(ABOUT THIS TASK)
When the line containing "Objective — one marker per instance of the cargo" appears in the listing below, set it down along with each later line through the end, exactly as written, and nothing before it.

(DATA LISTING)

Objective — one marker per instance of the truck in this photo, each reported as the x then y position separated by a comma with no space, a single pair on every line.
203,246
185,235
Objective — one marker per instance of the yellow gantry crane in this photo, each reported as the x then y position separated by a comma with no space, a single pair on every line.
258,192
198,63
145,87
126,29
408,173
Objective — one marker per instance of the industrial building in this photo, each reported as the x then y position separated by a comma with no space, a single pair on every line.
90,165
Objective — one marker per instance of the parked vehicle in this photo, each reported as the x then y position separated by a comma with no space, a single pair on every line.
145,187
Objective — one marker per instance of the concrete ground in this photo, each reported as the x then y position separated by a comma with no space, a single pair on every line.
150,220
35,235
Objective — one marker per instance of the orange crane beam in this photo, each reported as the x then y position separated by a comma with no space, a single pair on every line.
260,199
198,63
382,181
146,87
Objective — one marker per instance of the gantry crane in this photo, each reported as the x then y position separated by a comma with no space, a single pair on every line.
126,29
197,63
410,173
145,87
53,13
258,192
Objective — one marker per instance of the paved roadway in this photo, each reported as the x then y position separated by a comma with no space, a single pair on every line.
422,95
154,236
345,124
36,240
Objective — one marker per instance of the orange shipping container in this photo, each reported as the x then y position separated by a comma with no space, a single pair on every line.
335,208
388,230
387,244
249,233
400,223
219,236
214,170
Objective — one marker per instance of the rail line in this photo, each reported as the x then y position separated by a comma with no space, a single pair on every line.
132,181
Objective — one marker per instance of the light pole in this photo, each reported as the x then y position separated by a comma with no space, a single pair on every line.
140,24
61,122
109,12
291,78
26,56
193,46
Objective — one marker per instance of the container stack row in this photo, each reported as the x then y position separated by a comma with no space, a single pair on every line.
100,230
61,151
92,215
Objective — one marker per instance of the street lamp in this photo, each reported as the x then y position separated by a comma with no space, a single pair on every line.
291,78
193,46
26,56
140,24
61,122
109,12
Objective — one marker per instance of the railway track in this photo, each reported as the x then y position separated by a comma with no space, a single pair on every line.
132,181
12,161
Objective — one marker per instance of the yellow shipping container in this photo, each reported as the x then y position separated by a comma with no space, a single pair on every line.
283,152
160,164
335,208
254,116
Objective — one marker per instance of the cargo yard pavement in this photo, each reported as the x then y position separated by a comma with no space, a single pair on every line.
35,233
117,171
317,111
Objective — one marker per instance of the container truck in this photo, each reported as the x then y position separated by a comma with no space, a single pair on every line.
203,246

(ANSWER)
Objective — one marker per instance of the cargo yard pavement in this photo, each reported as the x then y position separated by a comma with no space, a single pair on every line.
35,233
117,171
317,111
Objective — one marker per instance of the container truck in this photo, each reported as the x then y position separated by a comma with no space, a single pair on every line.
203,246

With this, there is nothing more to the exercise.